◆ Objectif A: Reproduisez fidèlement le passage du texte sur la reddition des comptes au Sénégal qui commence à « Si seulement cette » et se termine à « dans le gouvernement. ».

◆ Extrait du document:
Si seulement cette politique infrastructurelle sur laquelle il s’est toujours focalisée, lui avait apporté des dividendes, lui qui a plutôt subi un effondrement continu dans les suffrages des sénégalais ?

Quelle perte de temps que la reddition des comptes !

Ce qui est surtout caractéristique de cette perte de temps, c’est la reddition des comptes mais aussi cette traque des biens supposés mal acquis. Les Sénégalais sont témoins de cette époque avec cette fameuse liste de 25 dignitaires du régime libéral épinglés dans le cadre de leur gestion et dont les dossiers ont fini sous le coude de Macky. Pire, certains d’entre eux, Abdoulaye Baldé, Oumar Sarr (qui avait publiquement nargué la justice en violant son interdiction de sortie du territoire), sont recyclés dans le gouvernement.

Ironie de l’histoire, la presse, des observateurs, des juristes et des politiques en sont aujourd’hui à épiloguer sur une amnistie au sens juridique du terme ou des voies légales pour faire recouvrer des droits civiques et politiques à Karim Wade et à Khalifa Sall. Mais dans tous les cas, et quelle que soit l’issue de cette affaire, il reste qu’elle nous a coûté une perte de temps et d’argent phénoménale, avec notamment les salles de la Cour de Répression de l’Enrichissement illicite rénovées, des frais d’avocat énormes et des commissions rogatoires pour aller traquer nos sous cachés quelque part dans des paradis fiscaux. Qui ne se souvient pas d’Alboury Ndao, chargé de cette mission là à l’époque ? Si seulement l’argent planqué dans quelques paradis fiscaux avait été retrouvé, on aurait pu dire. Des montants déclarés recouvrés avaient été annoncés, mais quant aux preuves, c’est le grand mystère !

Que devrions-nous faire des peines d’amende si d’aventure, Karim et Khalifa venaient à être amnistiées ? Les passer par pertes et profits ? Un énorme gâchis ainsi qu’un pied de nez aux contribuables sénégalais ! Pendant ce temps, Barthélemy Dias et Ousmane Sonko sont plongés dans un cycle judiciaire qui n’en finit pas avec le dossier de Sonko toujours chez le juge d’instruction. L’on nous annonce d’ailleurs, ce lundi 3 octobre que l’affaire va sortir des tiroirs du juge d’instruction pour être remis au goût du jour. Quant à Barthélemy Dias qui s’est pourvu en cassation devant la Cour suprême dans le cadre de l’affaire Ndiaga Diouf qui dure depuis 10 ans, il est toujours dans l’expectative.

◆ Objectif B: Affichez chaque ligne des enregistrements qui contient la chaîne « toilet », en respectant la casse.

◆ Matériel fourni:

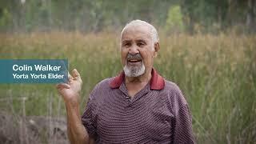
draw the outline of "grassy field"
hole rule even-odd
[[[122,70],[118,36],[0,34],[0,58],[68,58],[69,69],[78,69],[82,77],[82,110],[95,84]],[[183,91],[198,143],[255,143],[256,37],[161,34],[160,41],[154,67]],[[66,114],[54,85],[1,84],[0,109],[23,115]]]

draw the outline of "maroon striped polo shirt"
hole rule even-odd
[[[191,117],[178,86],[154,69],[130,99],[122,72],[97,84],[82,117],[97,143],[194,143]]]

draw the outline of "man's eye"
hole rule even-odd
[[[124,43],[123,46],[130,46],[130,43]]]
[[[138,42],[138,46],[144,46],[144,45],[145,45],[145,43],[143,43],[143,42]]]

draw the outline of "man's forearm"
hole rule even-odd
[[[79,106],[71,106],[69,103],[66,103],[66,108],[68,137],[70,143],[88,143],[89,135],[81,122]]]

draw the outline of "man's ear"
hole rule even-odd
[[[159,46],[159,42],[155,42],[154,44],[154,58],[156,58],[158,56],[158,50],[160,49],[160,46]]]

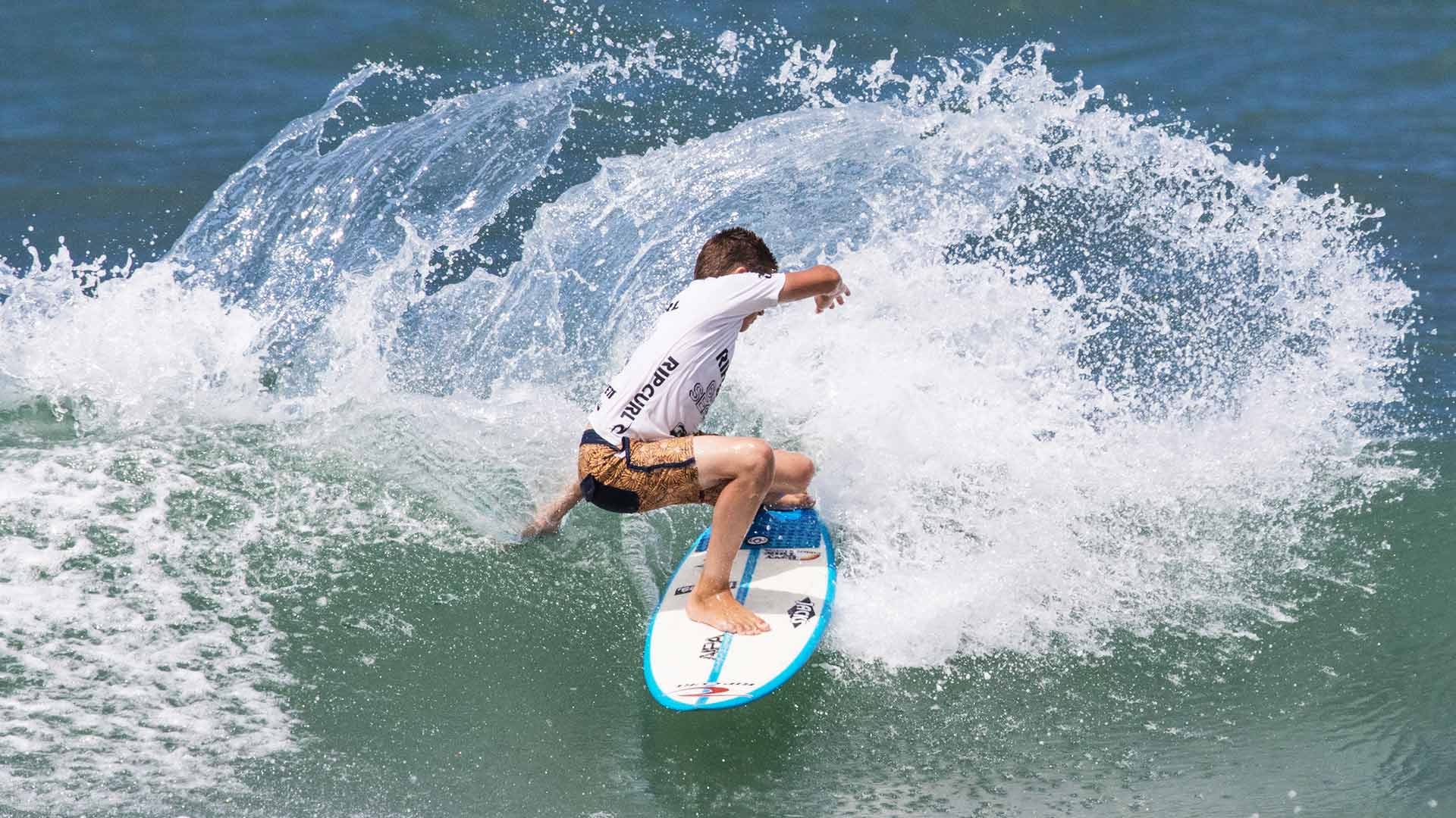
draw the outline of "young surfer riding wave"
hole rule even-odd
[[[697,429],[728,376],[738,333],[772,306],[814,298],[814,311],[821,313],[843,304],[846,295],[831,266],[780,274],[778,259],[751,230],[732,227],[709,239],[697,253],[692,284],[667,304],[588,416],[577,454],[581,482],[542,507],[523,534],[556,531],[582,498],[620,514],[711,504],[712,534],[687,616],[728,633],[769,630],[734,598],[728,575],[760,505],[814,504],[808,495],[814,461],[759,438]]]

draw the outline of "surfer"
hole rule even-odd
[[[708,239],[692,284],[665,306],[588,416],[577,454],[579,483],[543,505],[523,536],[556,531],[582,498],[620,514],[711,504],[712,534],[687,616],[728,633],[769,630],[734,598],[728,575],[760,505],[814,505],[808,495],[814,461],[759,438],[697,429],[728,376],[738,333],[772,306],[814,298],[814,311],[821,313],[846,295],[831,266],[780,274],[751,230],[732,227]]]

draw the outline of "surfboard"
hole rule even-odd
[[[770,630],[740,636],[687,619],[711,533],[697,536],[673,572],[642,649],[646,688],[673,710],[737,707],[773,693],[808,662],[834,603],[834,544],[818,514],[759,509],[729,587]]]

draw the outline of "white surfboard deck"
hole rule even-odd
[[[735,636],[687,619],[711,530],[668,581],[642,649],[646,688],[674,710],[737,707],[776,690],[808,662],[834,603],[834,544],[818,514],[760,509],[729,582],[737,600],[772,630]]]

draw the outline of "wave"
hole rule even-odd
[[[846,552],[833,651],[939,667],[1287,617],[1287,578],[1324,544],[1309,520],[1409,477],[1367,445],[1399,434],[1389,409],[1414,320],[1380,213],[1233,162],[1080,77],[1061,82],[1044,45],[850,67],[833,45],[770,57],[773,38],[783,33],[594,52],[431,99],[425,77],[368,65],[229,179],[160,262],[105,269],[63,247],[50,263],[32,253],[25,274],[0,269],[0,332],[15,341],[0,348],[0,400],[41,399],[76,437],[26,438],[23,457],[7,448],[0,486],[80,531],[86,553],[108,547],[90,528],[127,531],[137,579],[118,605],[181,611],[195,592],[227,611],[197,614],[199,640],[105,630],[112,652],[87,667],[134,675],[159,691],[137,707],[176,719],[189,697],[221,702],[233,683],[125,670],[121,654],[195,662],[208,645],[242,645],[239,674],[278,675],[258,591],[237,575],[204,579],[220,555],[245,559],[236,543],[296,528],[245,499],[239,520],[266,536],[183,553],[146,524],[197,507],[194,467],[156,467],[170,482],[147,504],[98,518],[86,498],[135,492],[99,483],[96,469],[33,480],[36,463],[60,457],[48,445],[95,448],[98,463],[132,447],[165,463],[194,444],[159,429],[264,429],[268,447],[409,486],[475,530],[460,547],[502,543],[565,482],[600,380],[686,284],[703,237],[729,224],[759,230],[785,266],[839,266],[855,291],[831,314],[785,307],[756,325],[711,418],[817,458]],[[628,93],[661,84],[718,92],[703,105],[737,115],[677,141],[678,119]],[[412,111],[371,108],[412,90]],[[657,147],[609,150],[642,130]],[[504,250],[479,255],[482,233]],[[441,285],[453,253],[479,263]],[[312,467],[268,463],[272,477],[255,479],[328,493]],[[408,520],[389,502],[370,508]],[[347,528],[349,512],[329,509],[304,502],[296,517],[328,511],[331,530]],[[593,514],[568,525],[604,527]],[[652,536],[603,539],[652,576],[671,562],[671,549],[644,544]],[[7,537],[19,537],[10,559],[36,549]],[[66,585],[54,565],[10,568],[25,594]],[[100,633],[119,611],[67,594],[71,608],[39,614],[51,636],[26,662],[66,648],[67,623]],[[232,638],[243,619],[249,636]],[[237,735],[287,741],[274,699],[234,704],[253,725]],[[169,741],[141,735],[144,720],[121,729],[157,758]],[[218,757],[242,753],[237,735],[198,729]]]

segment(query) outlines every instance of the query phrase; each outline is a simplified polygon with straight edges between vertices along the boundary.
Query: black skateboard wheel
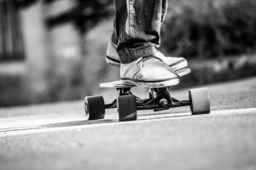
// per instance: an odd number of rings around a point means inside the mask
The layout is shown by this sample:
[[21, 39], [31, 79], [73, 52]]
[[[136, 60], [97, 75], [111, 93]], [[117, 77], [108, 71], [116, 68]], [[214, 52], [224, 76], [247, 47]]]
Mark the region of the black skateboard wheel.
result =
[[137, 120], [136, 99], [134, 95], [118, 97], [117, 109], [119, 112], [119, 122]]
[[103, 119], [105, 104], [102, 96], [87, 96], [84, 98], [85, 115], [88, 120]]
[[190, 89], [189, 96], [192, 115], [210, 113], [210, 98], [207, 88]]

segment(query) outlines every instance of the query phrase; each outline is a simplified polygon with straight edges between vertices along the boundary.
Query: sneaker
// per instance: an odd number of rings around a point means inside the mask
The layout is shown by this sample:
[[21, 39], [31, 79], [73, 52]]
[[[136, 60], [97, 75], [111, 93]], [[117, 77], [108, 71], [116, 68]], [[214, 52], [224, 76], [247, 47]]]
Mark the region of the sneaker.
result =
[[155, 56], [137, 59], [129, 64], [120, 64], [120, 78], [137, 85], [150, 88], [177, 85], [177, 73]]
[[[117, 53], [117, 47], [109, 42], [107, 51], [106, 61], [108, 64], [120, 66], [119, 56]], [[172, 67], [174, 71], [178, 71], [188, 66], [187, 60], [183, 57], [166, 57], [165, 54], [156, 50], [156, 57]]]

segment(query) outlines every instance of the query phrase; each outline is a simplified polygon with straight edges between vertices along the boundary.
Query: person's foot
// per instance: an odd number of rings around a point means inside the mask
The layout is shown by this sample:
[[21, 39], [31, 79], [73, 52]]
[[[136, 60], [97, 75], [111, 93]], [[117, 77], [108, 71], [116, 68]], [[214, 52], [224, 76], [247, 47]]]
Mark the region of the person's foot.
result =
[[[106, 61], [109, 65], [120, 66], [119, 56], [117, 53], [116, 48], [116, 45], [109, 42]], [[163, 62], [172, 67], [174, 71], [181, 70], [188, 66], [187, 60], [183, 57], [166, 57], [158, 50], [156, 51], [156, 57], [160, 58]]]
[[137, 85], [159, 88], [177, 85], [177, 73], [160, 59], [149, 56], [129, 64], [120, 64], [120, 78]]

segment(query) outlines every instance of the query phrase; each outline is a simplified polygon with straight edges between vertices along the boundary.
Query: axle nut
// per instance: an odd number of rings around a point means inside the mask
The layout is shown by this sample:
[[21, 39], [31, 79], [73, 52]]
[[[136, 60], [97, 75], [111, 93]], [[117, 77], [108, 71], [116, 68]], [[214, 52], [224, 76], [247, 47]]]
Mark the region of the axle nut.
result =
[[168, 105], [168, 100], [166, 99], [161, 99], [160, 100], [160, 104], [161, 106], [165, 107], [165, 106], [167, 106]]

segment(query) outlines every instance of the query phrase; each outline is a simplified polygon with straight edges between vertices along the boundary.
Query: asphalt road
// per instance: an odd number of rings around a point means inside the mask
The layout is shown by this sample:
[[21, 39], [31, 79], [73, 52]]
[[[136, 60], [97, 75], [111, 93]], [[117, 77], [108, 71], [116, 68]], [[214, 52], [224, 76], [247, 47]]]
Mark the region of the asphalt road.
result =
[[1, 109], [0, 169], [256, 169], [256, 77], [207, 87], [201, 116], [183, 107], [118, 122], [111, 110], [87, 122], [83, 101]]

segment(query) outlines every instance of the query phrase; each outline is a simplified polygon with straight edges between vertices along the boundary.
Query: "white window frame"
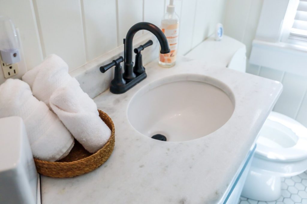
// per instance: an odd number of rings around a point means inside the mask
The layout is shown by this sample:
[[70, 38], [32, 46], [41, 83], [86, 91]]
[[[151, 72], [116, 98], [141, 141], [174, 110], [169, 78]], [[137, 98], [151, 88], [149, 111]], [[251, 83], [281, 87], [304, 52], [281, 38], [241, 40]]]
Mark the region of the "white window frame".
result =
[[299, 0], [290, 0], [285, 13], [282, 28], [281, 42], [299, 46], [307, 46], [305, 37], [290, 37], [290, 31], [299, 3]]
[[307, 45], [292, 43], [288, 40], [290, 31], [287, 36], [285, 32], [292, 24], [285, 19], [295, 15], [296, 2], [299, 0], [263, 0], [250, 63], [307, 76]]

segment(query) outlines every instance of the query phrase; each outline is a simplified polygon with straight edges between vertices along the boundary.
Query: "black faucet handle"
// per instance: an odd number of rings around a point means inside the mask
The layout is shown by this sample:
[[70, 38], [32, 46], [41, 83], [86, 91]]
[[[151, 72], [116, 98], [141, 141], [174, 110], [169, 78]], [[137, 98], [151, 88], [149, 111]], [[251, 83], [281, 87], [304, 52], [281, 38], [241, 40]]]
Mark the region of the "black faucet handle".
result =
[[112, 61], [109, 64], [106, 64], [105, 65], [102, 66], [100, 67], [100, 71], [103, 73], [104, 73], [106, 72], [109, 69], [111, 68], [114, 66], [115, 66], [118, 64], [119, 64], [120, 62], [124, 61], [124, 58], [121, 56], [117, 59], [116, 59]]
[[153, 41], [151, 40], [149, 40], [145, 44], [140, 45], [136, 48], [134, 49], [134, 51], [136, 54], [138, 54], [141, 51], [142, 51], [147, 47], [150, 46], [153, 44]]

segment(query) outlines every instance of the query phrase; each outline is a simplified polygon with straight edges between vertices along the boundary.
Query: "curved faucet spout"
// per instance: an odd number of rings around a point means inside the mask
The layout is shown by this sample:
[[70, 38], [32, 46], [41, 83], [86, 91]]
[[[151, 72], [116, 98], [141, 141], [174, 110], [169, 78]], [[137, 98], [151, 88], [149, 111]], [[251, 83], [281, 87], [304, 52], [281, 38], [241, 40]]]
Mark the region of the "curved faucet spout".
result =
[[127, 81], [131, 81], [135, 78], [133, 72], [133, 63], [132, 62], [132, 41], [137, 32], [141, 30], [146, 30], [152, 33], [158, 39], [162, 54], [169, 53], [167, 40], [162, 31], [159, 28], [152, 23], [147, 22], [138, 23], [133, 26], [127, 33], [125, 41], [125, 63], [124, 68], [125, 72], [123, 77]]

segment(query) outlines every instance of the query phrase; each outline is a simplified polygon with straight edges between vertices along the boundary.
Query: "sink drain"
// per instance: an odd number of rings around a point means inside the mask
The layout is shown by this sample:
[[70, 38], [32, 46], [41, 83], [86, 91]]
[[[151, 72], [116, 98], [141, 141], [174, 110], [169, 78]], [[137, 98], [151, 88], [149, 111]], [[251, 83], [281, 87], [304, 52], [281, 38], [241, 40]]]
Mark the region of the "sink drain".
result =
[[151, 138], [153, 139], [158, 140], [161, 140], [161, 141], [166, 141], [166, 137], [161, 134], [156, 134], [152, 137]]

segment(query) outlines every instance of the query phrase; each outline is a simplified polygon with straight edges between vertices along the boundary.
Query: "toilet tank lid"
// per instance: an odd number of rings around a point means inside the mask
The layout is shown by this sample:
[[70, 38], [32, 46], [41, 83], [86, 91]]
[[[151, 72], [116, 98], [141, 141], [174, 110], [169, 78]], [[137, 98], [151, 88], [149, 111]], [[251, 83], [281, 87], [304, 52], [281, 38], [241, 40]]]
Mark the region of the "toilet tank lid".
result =
[[226, 67], [235, 54], [240, 49], [246, 51], [245, 45], [229, 36], [224, 35], [221, 40], [216, 41], [214, 36], [211, 36], [185, 56], [192, 59], [203, 60], [209, 64]]

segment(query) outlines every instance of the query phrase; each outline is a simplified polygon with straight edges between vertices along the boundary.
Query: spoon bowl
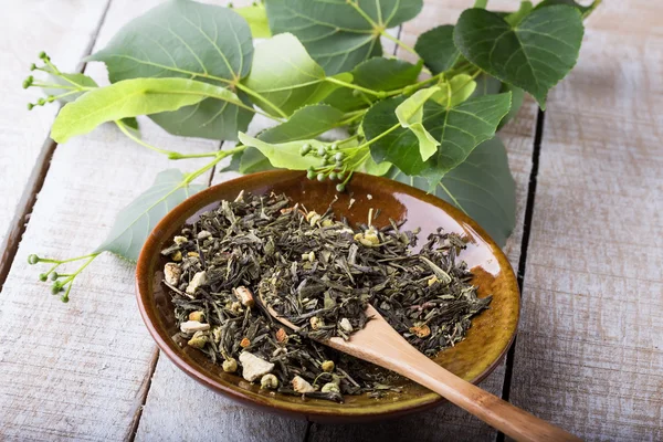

◆ Résultat A:
Si seulement cette politique infrastructurelle sur laquelle il s’est toujours focalisée, lui avait apporté des dividendes, lui qui a plutôt subi un effondrement continu dans les suffrages des sénégalais ?

Quelle perte de temps que la reddition des comptes !

Ce qui est surtout caractéristique de cette perte de temps, c’est la reddition des comptes mais aussi cette traque des biens supposés mal acquis. Les Sénégalais sont témoins de cette époque avec cette fameuse liste de 25 dignitaires du régime libéral épinglés dans le cadre de leur gestion et dont les dossiers ont fini sous le coude de Macky. Pire, certains d’entre eux, Abdoulaye Baldé, Oumar Sarr (qui avait publiquement nargué la justice en violant son interdiction de sortie du territoire), sont recyclés dans le gouvernement.

◆ Résultat B:
Query: "toilet tank lid"
Mark the region of the "toilet tank lid".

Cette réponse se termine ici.